▶ **PAGE EXTRACT**
Content starts
One day, I looked at Maria the pig and thought she finally looked a tad larger then my 34-week pregnant daughter. They had been running more or less neck and neck, but finally, like a sailboat passing another a race, pregnant belly spinnakers flying, Maria edged past Christina.
Although she has shared her pen with Mini Me, the black pot bellied miniature pig, quite happily, I could hear his squeals from five hundred yards. As I approached their domain, I saw that Maria had built a very impressive nest. About two feet high, it consisted of hay branches, leaves, and anything else she had rummaged from the earth The piggy equivalent of dumpster diving, I guess.
She lay on her side, panting heavily, and as today was due day (pigs gestate for three months, three weeks and three days) it was looking hopeful. It's always exciting when there is new life joining us, mixed with trepidation of course as you wonder what might go wrong and how the hell are you going to do anything about it anyway. Pig veterinarians don't exist around here, and my own personal one hasn't done pig surgery since school.
I was anticipating a longish delivery; certainly I had time enough to go to work and maybe view the proceedings with a couple of brewskis. In the meantime, Mini Me was getting four hundred and fifty pounds of irate mummy ramming him in the side. I figured it was time to take him to new quarters. Fortunately, help had arrived in the form of Alan, staff member supreme who greets every command with a smile and an "Okay!" "We need to move this pig" I said. "Okay!" Easier said than done, but there is a trick to pig herding which I am not sharing with you as it's a trade secret. By that, I mean it only took us an hour. Not bad really.
I went to change into my "smart manager type dress" to go to work and thought I would totter on my high heels before leaving for the day, to see how Maria was progressing. I saw a little rat rustling in the hay. Gross. A rat. Wait a minute! Not a rat! A baby piggy! Tiny and black and pink and being ignored by Mommy pig. And another one...lying in the dirt. Bad mommy pig!
And then they started popping out with impressive regularity.
After the third (and largest), she settled down to let them all come to her, and in an hour and a half had had eleven little future pork chops, although one was dead and had been for some time as I discovered when I went to pick it up. I will spare you the details.
Content ends
▶ **WORK TO COMPLETE**
• 1. In the piglet birth account, translate the sentence "And then they started popping out with impressive regularity." into Spanish.
• 2. List every proper name that the piglet birth account gives to a person or an animal.
• 3. Extend the piglet birth account past its final sentence, keeping its voice and adding a few more paragraphs.

▶ **INPUT DATA**
Content starts
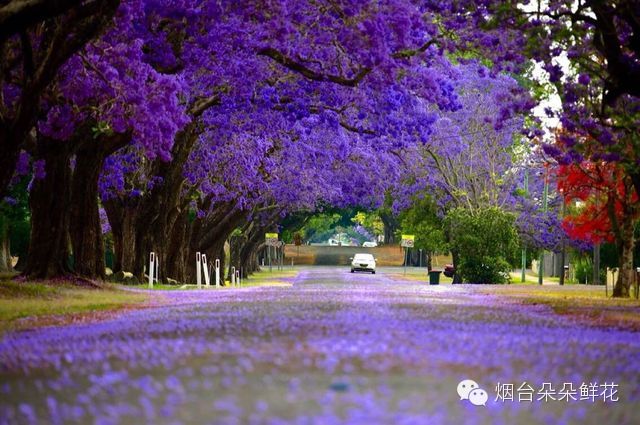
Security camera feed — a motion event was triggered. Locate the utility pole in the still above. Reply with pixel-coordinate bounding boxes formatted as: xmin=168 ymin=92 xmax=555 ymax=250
xmin=520 ymin=167 xmax=529 ymax=283
xmin=560 ymin=199 xmax=566 ymax=286
xmin=538 ymin=167 xmax=549 ymax=285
Content ends
▶ **ANSWERS FOR THIS EXERCISE**
• 1. Y entonces empezaron a salir con una regularidad impresionante.

• 2. Maria, Christina, Mini Me, Alan

• 3.
Nothing is cuter than a bunch of baby pigs. Nothing is more touching to see this gentle giant trying to maneuver her huge bulk without crushing her family (been there with my own!). With a sigh, it's off to work, leaving the happy piggy family to get to know each other.
Later...it's amazing to see how advanced pigs are compared to puppies. They are born with their eyes open and with voracious appetites. With a lovely assortment of baby pink, black and pink and a rather lovely gold and pink, they are up and running in hours. So, I had my beers, sitting in a chair as the sun set watching the babies and wondering at the miracle of life. Hey, there isn't much else to do for entertainment in the sticks!
Next morning...of course this is the one time Kent has taken off to go fishing, leaving me with ten extra bodies to be responsible for. It's a relief to go out there as dawn breaks and count the same number of God's creatures as you left last night--none of them eaten by foxes or squashed by mommy. Maria looked a little under the weather, not eating and panting hard. My first concern was infection. So I texted said veterinarian husband, whose wonderful return text was "Take her temperature." Seriously! Can you imagine trying to get a temperature of a huge beast that is mildly domesticated compared to most? Hmm.
The scary thing is, I did it...and I videotaped it. So if I were Kent, I would be afraid. Very afraid of me. Because if I can sneak up on a 450 pound pig and get a rectal temperature...just imagine.